Exercise aim:
Nothing but the text of the records belongs in your answer: repeat all of it exactly and leave out the images.

Referring expression pointing data
■ ■ ■ ■

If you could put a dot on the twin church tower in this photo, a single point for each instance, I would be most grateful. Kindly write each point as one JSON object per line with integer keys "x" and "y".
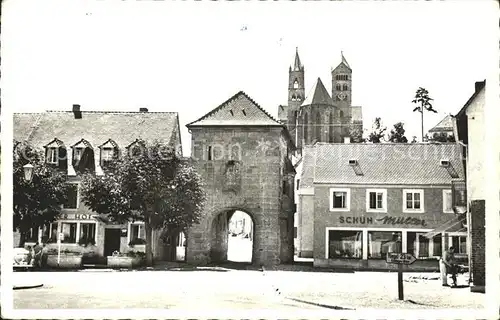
{"x": 317, "y": 116}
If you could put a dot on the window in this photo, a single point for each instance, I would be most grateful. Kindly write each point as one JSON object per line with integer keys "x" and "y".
{"x": 413, "y": 201}
{"x": 52, "y": 231}
{"x": 339, "y": 199}
{"x": 417, "y": 244}
{"x": 78, "y": 152}
{"x": 69, "y": 231}
{"x": 107, "y": 154}
{"x": 136, "y": 231}
{"x": 87, "y": 233}
{"x": 345, "y": 244}
{"x": 72, "y": 194}
{"x": 437, "y": 245}
{"x": 306, "y": 119}
{"x": 447, "y": 201}
{"x": 209, "y": 153}
{"x": 52, "y": 155}
{"x": 459, "y": 244}
{"x": 382, "y": 242}
{"x": 318, "y": 127}
{"x": 376, "y": 200}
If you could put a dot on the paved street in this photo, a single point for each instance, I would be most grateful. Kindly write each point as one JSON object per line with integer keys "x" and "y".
{"x": 235, "y": 289}
{"x": 239, "y": 249}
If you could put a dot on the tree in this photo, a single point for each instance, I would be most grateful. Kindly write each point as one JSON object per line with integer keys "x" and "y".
{"x": 422, "y": 99}
{"x": 397, "y": 134}
{"x": 150, "y": 183}
{"x": 38, "y": 201}
{"x": 356, "y": 133}
{"x": 378, "y": 131}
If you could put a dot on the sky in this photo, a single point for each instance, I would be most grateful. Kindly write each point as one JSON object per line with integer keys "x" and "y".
{"x": 189, "y": 57}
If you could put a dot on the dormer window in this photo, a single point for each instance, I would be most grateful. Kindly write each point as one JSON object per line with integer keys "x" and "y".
{"x": 55, "y": 153}
{"x": 107, "y": 154}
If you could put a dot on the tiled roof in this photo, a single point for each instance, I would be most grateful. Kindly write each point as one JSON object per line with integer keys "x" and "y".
{"x": 96, "y": 127}
{"x": 239, "y": 110}
{"x": 318, "y": 95}
{"x": 387, "y": 163}
{"x": 282, "y": 112}
{"x": 443, "y": 125}
{"x": 357, "y": 113}
{"x": 307, "y": 174}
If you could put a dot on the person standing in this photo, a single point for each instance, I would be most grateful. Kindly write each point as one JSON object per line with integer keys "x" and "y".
{"x": 448, "y": 261}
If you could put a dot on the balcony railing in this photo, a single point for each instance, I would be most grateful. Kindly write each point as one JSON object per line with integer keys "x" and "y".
{"x": 459, "y": 193}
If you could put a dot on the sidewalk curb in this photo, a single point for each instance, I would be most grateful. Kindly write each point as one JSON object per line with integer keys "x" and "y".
{"x": 27, "y": 287}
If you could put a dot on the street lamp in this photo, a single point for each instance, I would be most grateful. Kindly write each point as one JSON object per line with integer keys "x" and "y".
{"x": 28, "y": 172}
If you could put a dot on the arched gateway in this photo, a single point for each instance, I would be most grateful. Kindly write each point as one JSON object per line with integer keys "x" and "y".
{"x": 244, "y": 157}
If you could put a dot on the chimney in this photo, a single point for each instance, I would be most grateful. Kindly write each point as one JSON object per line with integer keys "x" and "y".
{"x": 76, "y": 111}
{"x": 479, "y": 85}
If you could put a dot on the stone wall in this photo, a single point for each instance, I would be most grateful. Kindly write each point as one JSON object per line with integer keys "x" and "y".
{"x": 245, "y": 173}
{"x": 478, "y": 242}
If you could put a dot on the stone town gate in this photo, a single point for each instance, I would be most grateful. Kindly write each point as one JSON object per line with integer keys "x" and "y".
{"x": 243, "y": 155}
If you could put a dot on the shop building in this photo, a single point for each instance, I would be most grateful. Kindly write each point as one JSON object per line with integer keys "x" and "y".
{"x": 77, "y": 140}
{"x": 365, "y": 200}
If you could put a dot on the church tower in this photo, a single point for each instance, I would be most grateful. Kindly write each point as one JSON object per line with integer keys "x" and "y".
{"x": 296, "y": 92}
{"x": 342, "y": 90}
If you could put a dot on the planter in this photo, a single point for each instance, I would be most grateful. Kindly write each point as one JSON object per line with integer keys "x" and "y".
{"x": 67, "y": 261}
{"x": 124, "y": 262}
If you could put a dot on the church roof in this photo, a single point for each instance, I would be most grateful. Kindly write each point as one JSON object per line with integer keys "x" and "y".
{"x": 318, "y": 95}
{"x": 443, "y": 125}
{"x": 239, "y": 110}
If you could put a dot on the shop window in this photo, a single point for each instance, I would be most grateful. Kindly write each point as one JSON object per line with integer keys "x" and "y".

■ ■ ■ ■

Answer to the exercise:
If you could put a dot on the twin church tower in this photo, a single point for each instance, I would be most grateful. Kindly write each point as one JSON object per line with integer keys "x" and "y".
{"x": 317, "y": 116}
If you could put a dot on the window in this photo, a single point for each instance, I would be most grateful. Kindly write each point as one JSON object per line with integer keys "x" and "y".
{"x": 413, "y": 201}
{"x": 52, "y": 231}
{"x": 339, "y": 199}
{"x": 417, "y": 244}
{"x": 78, "y": 152}
{"x": 69, "y": 231}
{"x": 107, "y": 154}
{"x": 136, "y": 231}
{"x": 87, "y": 233}
{"x": 345, "y": 244}
{"x": 72, "y": 194}
{"x": 437, "y": 245}
{"x": 306, "y": 119}
{"x": 447, "y": 201}
{"x": 209, "y": 153}
{"x": 52, "y": 155}
{"x": 459, "y": 244}
{"x": 382, "y": 242}
{"x": 318, "y": 127}
{"x": 376, "y": 200}
If you could put a dot on the paved street in this photo, a single point for each instance, I would be most grateful. Kindly write each point as one JSON object per line with integer keys "x" and "y".
{"x": 235, "y": 289}
{"x": 239, "y": 249}
If you could put a dot on the tree in this photo, a single point for each instance, I would be most grateful. Kindly write each point as one JSON object per line with integer keys "x" and "y".
{"x": 422, "y": 99}
{"x": 397, "y": 134}
{"x": 150, "y": 183}
{"x": 38, "y": 201}
{"x": 356, "y": 133}
{"x": 378, "y": 131}
If you could put a dot on the sky in this photo, a single point for each instance, I would be most grateful. Kindly write each point as one JSON object per line with integer keys "x" and "y".
{"x": 189, "y": 57}
If you could put a dot on the dormer window in this photo, a single point for each instance, I would be most grateful. Kindly write each point as one JSON object per line with integer keys "x" and "y".
{"x": 55, "y": 153}
{"x": 107, "y": 154}
If you could put a dot on the tiled roof in this photo, a single point for each instance, I would be most grateful. Kindly write each point as one JSON object per line with integer keys "x" and "y".
{"x": 96, "y": 127}
{"x": 239, "y": 110}
{"x": 318, "y": 95}
{"x": 387, "y": 163}
{"x": 282, "y": 112}
{"x": 443, "y": 125}
{"x": 357, "y": 113}
{"x": 307, "y": 174}
If you could put a dot on the person standing in this photo, a single point for each instance, I would be most grateful. Kindly write each point as one JSON object per line with integer keys "x" and "y".
{"x": 448, "y": 261}
If you could put a dot on the balcony railing in this photo, a single point for each instance, I would be most grateful. Kindly write each point as one JSON object per line with integer keys "x" and "y".
{"x": 459, "y": 193}
If you could put a dot on the sidewalk curb in this photo, a single point for each instance, I would be most grateful. Kindly write each point as one JSON object per line with integer keys "x" and "y".
{"x": 27, "y": 287}
If you could put a dot on the street lamp in this photo, a single point for each instance, I would be most grateful. Kindly write each point as one JSON object per line with integer keys "x" and "y".
{"x": 28, "y": 172}
If you could put a dot on the arched gateway in this photo, a single point for each instance, I would be most grateful. Kindly write each point as one JSON object per line with integer keys "x" and "y".
{"x": 244, "y": 157}
If you could put a dot on the chimney in this photo, a single point for each instance, I would be most grateful. Kindly write each point as one JSON object per line with integer keys "x" and "y".
{"x": 76, "y": 111}
{"x": 479, "y": 85}
If you could put a dot on the stone wall in this photo, a single point for each instance, I would be most grateful. Kindly write each point as one JSON object per line with integer keys "x" and "y".
{"x": 245, "y": 173}
{"x": 478, "y": 242}
If you could put a dot on the stone town gate in this photo, a single point for each instance, I would be most grateful. Kindly write each point as one JSON object per line with integer keys "x" and "y".
{"x": 243, "y": 155}
If you could put a dot on the shop building in this photo, a single point for each instance, I would be most grateful. Kindly write each point as one JSON object per line with integer keys "x" and "y".
{"x": 77, "y": 140}
{"x": 365, "y": 200}
If you could put a dot on the church tower in this photo, a single point for each instance, I would be most grateful. Kindly write each point as one JSON object per line with integer keys "x" and "y".
{"x": 296, "y": 92}
{"x": 342, "y": 90}
If you could put a dot on the planter in this photo, a single point for each instance, I would be most grateful. Kindly write each point as one JSON object per line with integer keys "x" and "y".
{"x": 67, "y": 261}
{"x": 124, "y": 262}
If you could put a dot on the church roof in this photo, a single point for each instance, I would be most grateful. Kindly write each point as one JSON object per line with integer keys "x" and "y".
{"x": 318, "y": 95}
{"x": 443, "y": 125}
{"x": 239, "y": 110}
If you could put a dot on the shop window in this photo, a single point for each instance, I would be most grateful. Kindly write each point as one JSON object per line with integer keys "x" and "y".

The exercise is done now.